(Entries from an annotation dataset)
************

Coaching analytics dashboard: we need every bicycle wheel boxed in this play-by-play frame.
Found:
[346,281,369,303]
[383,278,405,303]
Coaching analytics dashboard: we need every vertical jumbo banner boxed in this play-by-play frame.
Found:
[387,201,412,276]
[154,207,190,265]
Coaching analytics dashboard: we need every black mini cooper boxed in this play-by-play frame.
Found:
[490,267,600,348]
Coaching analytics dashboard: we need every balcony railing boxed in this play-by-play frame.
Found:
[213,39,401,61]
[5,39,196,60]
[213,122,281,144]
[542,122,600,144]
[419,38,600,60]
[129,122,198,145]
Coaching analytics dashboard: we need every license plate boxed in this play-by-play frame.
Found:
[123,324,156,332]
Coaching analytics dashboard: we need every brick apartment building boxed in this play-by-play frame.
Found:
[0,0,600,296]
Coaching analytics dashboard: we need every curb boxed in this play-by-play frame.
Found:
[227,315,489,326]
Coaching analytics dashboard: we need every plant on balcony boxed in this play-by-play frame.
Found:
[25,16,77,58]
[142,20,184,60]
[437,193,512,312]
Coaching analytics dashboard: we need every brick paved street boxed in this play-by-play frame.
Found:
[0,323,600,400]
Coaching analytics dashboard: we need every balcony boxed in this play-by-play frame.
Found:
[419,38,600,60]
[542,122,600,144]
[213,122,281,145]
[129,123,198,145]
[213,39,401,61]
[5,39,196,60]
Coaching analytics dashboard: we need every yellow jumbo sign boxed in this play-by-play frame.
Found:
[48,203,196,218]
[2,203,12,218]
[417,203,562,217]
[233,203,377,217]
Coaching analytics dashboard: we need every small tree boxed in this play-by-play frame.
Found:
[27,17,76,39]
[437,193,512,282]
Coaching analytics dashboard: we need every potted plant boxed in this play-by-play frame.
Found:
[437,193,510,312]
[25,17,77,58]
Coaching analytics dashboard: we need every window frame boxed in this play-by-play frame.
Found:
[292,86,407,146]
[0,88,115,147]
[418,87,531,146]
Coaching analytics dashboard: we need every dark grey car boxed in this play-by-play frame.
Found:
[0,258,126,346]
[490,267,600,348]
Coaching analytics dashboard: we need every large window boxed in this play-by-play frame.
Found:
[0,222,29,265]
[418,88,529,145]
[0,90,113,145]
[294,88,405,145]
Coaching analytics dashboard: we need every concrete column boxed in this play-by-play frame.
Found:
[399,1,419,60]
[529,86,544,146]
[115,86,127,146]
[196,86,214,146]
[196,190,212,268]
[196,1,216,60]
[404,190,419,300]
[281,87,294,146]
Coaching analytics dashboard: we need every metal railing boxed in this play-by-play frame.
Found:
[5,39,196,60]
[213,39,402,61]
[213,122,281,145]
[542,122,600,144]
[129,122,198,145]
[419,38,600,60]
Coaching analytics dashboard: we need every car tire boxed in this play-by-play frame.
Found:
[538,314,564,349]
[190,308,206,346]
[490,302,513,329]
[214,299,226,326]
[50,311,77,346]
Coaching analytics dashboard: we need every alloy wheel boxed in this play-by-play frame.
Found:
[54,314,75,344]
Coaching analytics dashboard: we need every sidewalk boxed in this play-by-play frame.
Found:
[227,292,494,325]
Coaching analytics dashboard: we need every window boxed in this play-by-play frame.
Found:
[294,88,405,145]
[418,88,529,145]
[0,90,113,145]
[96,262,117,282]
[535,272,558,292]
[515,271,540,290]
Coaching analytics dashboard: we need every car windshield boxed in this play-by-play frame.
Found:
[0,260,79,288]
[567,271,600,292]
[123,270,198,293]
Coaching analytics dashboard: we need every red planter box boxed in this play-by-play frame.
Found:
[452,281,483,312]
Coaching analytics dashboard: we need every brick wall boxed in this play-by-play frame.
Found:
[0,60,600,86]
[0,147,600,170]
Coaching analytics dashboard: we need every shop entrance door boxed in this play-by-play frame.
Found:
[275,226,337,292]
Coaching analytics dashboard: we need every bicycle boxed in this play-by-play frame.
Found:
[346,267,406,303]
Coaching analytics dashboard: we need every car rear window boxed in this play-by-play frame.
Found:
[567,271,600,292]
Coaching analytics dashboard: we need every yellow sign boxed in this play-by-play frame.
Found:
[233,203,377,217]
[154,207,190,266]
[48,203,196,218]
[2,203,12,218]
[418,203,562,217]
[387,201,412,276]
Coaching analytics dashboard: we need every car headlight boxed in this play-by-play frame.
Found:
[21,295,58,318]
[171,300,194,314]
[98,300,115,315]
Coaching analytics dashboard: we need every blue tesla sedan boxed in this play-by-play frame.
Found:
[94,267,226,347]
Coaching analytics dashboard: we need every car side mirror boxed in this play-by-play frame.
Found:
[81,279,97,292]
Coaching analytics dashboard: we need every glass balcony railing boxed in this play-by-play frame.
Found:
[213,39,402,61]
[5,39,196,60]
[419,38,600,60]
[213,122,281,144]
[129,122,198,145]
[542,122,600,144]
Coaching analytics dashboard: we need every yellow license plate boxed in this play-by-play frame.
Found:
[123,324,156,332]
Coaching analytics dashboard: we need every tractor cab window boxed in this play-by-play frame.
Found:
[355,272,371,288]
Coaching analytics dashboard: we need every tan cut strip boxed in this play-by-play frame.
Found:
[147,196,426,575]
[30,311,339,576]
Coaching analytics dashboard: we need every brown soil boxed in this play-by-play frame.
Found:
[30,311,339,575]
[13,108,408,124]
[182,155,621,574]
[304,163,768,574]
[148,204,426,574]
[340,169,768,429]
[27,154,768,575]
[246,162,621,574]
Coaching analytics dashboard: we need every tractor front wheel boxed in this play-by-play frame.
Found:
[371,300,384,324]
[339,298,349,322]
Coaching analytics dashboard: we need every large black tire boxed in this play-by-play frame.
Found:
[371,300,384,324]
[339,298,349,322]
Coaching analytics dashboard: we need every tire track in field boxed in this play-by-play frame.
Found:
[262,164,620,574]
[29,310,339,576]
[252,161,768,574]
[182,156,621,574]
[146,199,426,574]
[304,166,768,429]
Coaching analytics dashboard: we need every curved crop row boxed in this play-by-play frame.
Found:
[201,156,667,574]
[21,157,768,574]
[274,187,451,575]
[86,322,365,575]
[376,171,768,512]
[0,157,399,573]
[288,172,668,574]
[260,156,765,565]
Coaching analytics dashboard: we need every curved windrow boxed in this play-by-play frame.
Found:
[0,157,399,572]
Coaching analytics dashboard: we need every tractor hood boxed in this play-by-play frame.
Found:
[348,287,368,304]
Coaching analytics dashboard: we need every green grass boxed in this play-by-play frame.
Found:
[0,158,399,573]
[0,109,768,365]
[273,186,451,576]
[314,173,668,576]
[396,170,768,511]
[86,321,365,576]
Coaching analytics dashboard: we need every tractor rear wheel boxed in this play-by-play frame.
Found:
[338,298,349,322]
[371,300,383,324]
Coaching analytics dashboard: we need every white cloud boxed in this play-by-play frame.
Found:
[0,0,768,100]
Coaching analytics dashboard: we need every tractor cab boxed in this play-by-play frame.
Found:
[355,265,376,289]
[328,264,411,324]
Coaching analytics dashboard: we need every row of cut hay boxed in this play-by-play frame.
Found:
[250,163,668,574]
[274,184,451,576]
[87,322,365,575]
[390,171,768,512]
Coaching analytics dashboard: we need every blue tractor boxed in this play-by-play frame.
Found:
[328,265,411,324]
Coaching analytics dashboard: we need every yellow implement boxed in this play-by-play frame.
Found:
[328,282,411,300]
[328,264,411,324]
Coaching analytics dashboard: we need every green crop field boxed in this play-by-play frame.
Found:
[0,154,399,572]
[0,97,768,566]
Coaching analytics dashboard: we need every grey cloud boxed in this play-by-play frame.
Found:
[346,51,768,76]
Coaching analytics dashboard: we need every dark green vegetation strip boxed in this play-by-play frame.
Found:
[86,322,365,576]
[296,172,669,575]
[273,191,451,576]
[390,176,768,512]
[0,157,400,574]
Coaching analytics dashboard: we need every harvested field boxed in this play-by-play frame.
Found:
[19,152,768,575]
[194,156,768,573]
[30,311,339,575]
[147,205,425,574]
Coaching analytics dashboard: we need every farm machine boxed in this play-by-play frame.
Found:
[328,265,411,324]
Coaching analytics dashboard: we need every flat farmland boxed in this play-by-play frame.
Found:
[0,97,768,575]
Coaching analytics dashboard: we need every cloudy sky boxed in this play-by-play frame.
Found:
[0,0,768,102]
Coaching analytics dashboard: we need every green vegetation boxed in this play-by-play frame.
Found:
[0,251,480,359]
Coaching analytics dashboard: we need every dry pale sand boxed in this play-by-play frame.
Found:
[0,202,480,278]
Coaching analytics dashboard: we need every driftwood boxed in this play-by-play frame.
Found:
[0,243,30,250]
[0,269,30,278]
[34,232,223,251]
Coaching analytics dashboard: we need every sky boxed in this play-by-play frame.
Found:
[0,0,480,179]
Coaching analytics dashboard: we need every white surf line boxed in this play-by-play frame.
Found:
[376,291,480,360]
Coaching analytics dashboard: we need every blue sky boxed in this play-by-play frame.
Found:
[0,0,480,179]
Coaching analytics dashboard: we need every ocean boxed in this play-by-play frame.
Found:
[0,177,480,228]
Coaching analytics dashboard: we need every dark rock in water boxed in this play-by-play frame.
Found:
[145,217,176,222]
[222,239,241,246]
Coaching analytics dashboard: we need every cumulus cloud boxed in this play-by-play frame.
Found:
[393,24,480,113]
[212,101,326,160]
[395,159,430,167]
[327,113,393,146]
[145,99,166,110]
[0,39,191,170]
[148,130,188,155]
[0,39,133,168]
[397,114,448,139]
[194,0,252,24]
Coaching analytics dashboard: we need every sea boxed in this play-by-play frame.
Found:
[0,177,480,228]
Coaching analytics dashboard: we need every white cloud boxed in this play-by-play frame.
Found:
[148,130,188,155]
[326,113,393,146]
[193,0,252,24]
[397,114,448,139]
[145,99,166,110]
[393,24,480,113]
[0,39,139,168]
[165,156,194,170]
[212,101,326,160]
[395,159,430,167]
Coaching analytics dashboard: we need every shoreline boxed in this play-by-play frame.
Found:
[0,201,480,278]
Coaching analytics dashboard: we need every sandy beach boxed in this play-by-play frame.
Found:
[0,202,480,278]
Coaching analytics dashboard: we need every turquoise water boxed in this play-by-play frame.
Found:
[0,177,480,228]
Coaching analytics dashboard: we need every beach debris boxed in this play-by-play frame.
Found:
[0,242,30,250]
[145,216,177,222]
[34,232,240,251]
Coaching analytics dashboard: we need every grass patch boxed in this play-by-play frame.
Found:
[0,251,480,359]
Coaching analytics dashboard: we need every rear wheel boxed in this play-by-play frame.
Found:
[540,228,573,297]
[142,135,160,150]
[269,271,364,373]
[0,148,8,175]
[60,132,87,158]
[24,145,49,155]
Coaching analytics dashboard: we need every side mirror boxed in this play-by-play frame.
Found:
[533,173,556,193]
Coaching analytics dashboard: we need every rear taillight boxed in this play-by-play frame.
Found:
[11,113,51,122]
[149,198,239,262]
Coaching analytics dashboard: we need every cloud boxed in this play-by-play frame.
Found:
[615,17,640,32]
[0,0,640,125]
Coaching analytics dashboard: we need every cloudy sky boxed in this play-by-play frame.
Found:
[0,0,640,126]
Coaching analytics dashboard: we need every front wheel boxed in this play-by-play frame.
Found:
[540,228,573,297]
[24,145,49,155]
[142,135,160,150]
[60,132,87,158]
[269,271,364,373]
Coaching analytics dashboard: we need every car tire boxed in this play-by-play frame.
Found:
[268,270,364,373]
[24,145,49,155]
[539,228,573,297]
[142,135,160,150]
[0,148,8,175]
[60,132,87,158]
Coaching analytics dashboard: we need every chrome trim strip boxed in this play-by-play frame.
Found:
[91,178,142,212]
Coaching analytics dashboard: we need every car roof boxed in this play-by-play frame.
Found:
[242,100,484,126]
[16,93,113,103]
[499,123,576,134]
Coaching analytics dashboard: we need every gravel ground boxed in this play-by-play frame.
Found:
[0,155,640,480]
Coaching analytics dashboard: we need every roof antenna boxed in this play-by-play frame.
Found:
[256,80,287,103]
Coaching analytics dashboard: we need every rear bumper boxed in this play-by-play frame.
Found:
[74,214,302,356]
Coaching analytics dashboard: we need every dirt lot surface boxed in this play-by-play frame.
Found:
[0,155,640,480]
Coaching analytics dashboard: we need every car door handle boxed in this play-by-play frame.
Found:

************

• **WHAT NEEDS TO BE DONE**
Using the material above, reproduce exactly the line that contains "Coaching analytics dashboard: we need every chrome" and all lines after it through the last one, and only those.

• **SOLUTION FOR THIS EXERCISE**
Coaching analytics dashboard: we need every chrome trim strip boxed in this play-by-play frame.
Found:
[91,178,142,212]
Coaching analytics dashboard: we need every car roof boxed in this play-by-play frame.
Found:
[242,100,484,126]
[16,93,113,103]
[499,123,576,134]
Coaching analytics dashboard: we need every gravel ground boxed in this play-by-play frame.
Found:
[0,155,640,480]
Coaching analytics dashboard: we need every roof antenna boxed in this play-by-play frame.
Found:
[256,80,287,103]
Coaching analytics dashboard: we need every rear bumper boxed in this play-by-play frame.
Found:
[74,214,302,356]
Coaching analytics dashboard: we need every dirt lot surface boxed in this play-by-play frame.
Found:
[0,155,640,480]
Coaching analytics dashboard: we need every car door handle boxed in this play-by-play frame.
Found:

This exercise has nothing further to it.